I have a dataset that contains a set of check-all-that-apply questions. Let's say it goes like this
Q1. "Which sports do you play"
- A. Football B. Basketball C. ... etc. etc. etc.
Q2. "Which of the following elements motivated you to play sports?"
- A. Competitiveness B. Achievement C. ... etc. etc. etc.
There are 4 goals I want to achieve:
- Understand which sports are "close" to each other
- Understand which elements are "close" to each other
- Understand which sports are associated with which elements
- Categorize participants considering their participation preferences in sports (e.g. stamina sports players vs. agility sports player vs. etc.)
Is it valid to do K-means clustering on a table like this (note: the actual data is much larger; this table is only for demo)? Why and why not?
Is multiple correspondence analysis a better way? Why and why not?
football <- c(1,1,1,1,0,0,0,0)
basketball <- c(1,1,0,0,0,0,0,1)
other <- c(1,0,0,0,0,0,0,0)
df<- data.frame(football, basketball, other)
m = as.matrix(df)
t(m) %*% m / colSums(m)
# football basketball other
# football 1.0000000 0.5 0.2500000
# basketball 0.6666667 1.0 0.3333333
# other 1.0000000 1.0 1.0000000

WORK TO DO ▸
Answer these from the forum post on clustering survey answers:
(a) How many goals does the post list?
(b) Which method does the post ask about as a possibly better alternative to K-means clustering?
(c) In the printed output of the R code, what value appears in the basketball row under the football column?

RECORDS SHOWN ▸
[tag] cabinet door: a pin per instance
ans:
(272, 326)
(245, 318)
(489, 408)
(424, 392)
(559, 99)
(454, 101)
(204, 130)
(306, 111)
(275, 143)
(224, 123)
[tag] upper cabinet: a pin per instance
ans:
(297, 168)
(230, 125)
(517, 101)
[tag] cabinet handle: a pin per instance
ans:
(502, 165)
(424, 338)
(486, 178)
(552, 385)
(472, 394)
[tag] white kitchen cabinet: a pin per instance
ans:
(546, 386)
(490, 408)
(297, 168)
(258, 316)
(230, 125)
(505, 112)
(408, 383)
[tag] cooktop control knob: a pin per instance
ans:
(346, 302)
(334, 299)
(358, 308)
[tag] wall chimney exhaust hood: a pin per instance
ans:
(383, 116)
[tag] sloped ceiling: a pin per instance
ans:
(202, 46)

ANSWER TO THIS TASK ▸
(a) Four.
(b) Multiple correspondence analysis.
(c) 0.6666667.